## Exercise objective
Rewrite the records below, switching each "pinpoint" to "locate" and leaving everything else unchanged.

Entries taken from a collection
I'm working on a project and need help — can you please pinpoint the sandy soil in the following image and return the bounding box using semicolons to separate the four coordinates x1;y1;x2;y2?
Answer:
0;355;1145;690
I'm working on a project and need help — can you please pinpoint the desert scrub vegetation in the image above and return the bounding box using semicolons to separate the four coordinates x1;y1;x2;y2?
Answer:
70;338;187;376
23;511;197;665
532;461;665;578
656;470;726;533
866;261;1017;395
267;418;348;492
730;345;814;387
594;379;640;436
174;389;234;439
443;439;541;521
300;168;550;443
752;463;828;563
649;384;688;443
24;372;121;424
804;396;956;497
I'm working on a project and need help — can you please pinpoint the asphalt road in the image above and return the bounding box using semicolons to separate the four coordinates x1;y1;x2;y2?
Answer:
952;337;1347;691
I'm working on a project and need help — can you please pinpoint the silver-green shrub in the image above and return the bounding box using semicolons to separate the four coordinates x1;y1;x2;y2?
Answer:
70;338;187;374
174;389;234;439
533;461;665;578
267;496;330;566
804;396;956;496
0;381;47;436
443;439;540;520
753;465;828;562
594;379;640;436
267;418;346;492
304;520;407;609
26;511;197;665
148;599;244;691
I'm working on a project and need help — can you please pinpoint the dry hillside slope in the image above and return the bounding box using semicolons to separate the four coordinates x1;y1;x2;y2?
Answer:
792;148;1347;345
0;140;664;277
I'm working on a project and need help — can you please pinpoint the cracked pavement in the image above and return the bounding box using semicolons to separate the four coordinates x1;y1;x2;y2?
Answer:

## Expected answer
I'm working on a project and need help — can you please locate the sandy soil in the following image and return the bounding box using semicolons to separate the four coordinates x1;y1;x2;y2?
Answer:
0;355;1145;690
I'm working on a project and need help — can you please locate the desert scrub vegetation in the image above and return the bounding box using semicolons to separate the four coordinates x1;y1;x2;y2?
Answer:
70;338;187;376
23;511;197;665
532;461;665;578
656;470;726;533
866;261;1017;395
267;418;348;492
730;345;814;387
594;379;640;436
174;389;234;439
443;439;541;521
300;168;550;443
752;463;828;563
649;384;688;443
24;372;121;424
804;396;956;497
I'm working on a project and need help — can you please locate the asphalt road in the image above and return the bounding box using semicolons to separate the four coordinates x1;y1;x2;y2?
Answer:
952;337;1347;691
I'm working on a project and need help — can you please locate the silver-green shrub in the image above and return the bounding box using semicolons to separate the four coordinates x1;y1;x2;y2?
Answer:
70;338;187;374
174;389;234;439
533;461;665;578
267;496;330;566
804;396;956;496
0;381;47;436
443;439;540;520
753;465;828;562
594;379;640;436
267;418;346;492
304;520;407;609
26;511;197;665
148;599;244;691
I'm working on a project and need help — can you please locate the dry hillside slope in the image above and return the bounding box using semicolons to separate the four coordinates x1;y1;x2;y2?
Answer:
792;148;1347;345
0;140;664;277
I'm working on a project and need help — can you please locate the cracked pavement in the image above and return the bounding box using semicolons to separate the four coordinates x1;y1;x2;y2?
Answer:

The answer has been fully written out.